----- DATASET ENTRIES -----

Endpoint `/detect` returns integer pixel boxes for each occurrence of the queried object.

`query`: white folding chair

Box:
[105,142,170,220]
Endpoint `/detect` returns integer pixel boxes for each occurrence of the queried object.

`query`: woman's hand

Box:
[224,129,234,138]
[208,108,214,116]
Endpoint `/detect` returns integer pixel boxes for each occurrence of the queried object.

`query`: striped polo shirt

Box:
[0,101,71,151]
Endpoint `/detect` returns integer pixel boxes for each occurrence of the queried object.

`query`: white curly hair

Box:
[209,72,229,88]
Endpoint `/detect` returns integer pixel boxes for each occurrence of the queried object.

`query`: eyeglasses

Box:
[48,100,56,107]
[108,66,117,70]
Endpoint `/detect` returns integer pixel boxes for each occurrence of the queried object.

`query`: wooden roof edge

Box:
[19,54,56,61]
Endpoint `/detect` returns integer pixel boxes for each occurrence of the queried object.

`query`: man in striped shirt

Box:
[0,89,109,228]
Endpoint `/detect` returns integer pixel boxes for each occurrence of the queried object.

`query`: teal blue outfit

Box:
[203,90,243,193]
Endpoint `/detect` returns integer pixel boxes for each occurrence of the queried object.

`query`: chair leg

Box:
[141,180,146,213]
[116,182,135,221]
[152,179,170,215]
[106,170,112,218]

-----

**THE PROBLEM**
Reproduce all of the data above, line for line, with no changes.

**PROBLEM SOLUTION**
Endpoint `/detect` returns integer pixel boxes for each occurrence of the queried object.

`query`: white folding chair

Box:
[105,142,170,220]
Endpoint `/detect` returns integer pixel boxes for each occurrence of the queried object.

`query`: woman's hand

Box:
[224,129,234,138]
[208,108,214,116]
Endpoint `/detect` returns integer pixel boxes for each occurrence of the queried object.

`query`: striped polo shirt

Box:
[0,101,71,151]
Endpoint `/detect` returns integer pixel boxes for each occurrence of the queried object.

`query`: white curly hair

Box:
[209,72,229,88]
Endpoint `/detect` returns integer pixel boxes for each occurrence of the queried object.

`query`: eyeglasses

Box:
[48,100,56,107]
[108,66,117,70]
Endpoint `/detect` returns integer pixel boxes for each occurrence of the queried object.

`query`: wooden roof edge

Box:
[19,54,56,61]
Endpoint `/detect` returns integer pixel boxes for each occurrence of the queried object.

`query`: man in striped shirt

Box:
[0,89,109,228]
Endpoint `/detect` returns integer pixel boxes for each occurrence of the queried object.

`query`: teal blue outfit

Box:
[203,90,243,193]
Endpoint `/detect` returns integer pixel boxes for each occurrence of the queried object.

`query`: chair leg

Box:
[141,180,146,213]
[116,182,135,221]
[152,179,170,215]
[106,170,112,218]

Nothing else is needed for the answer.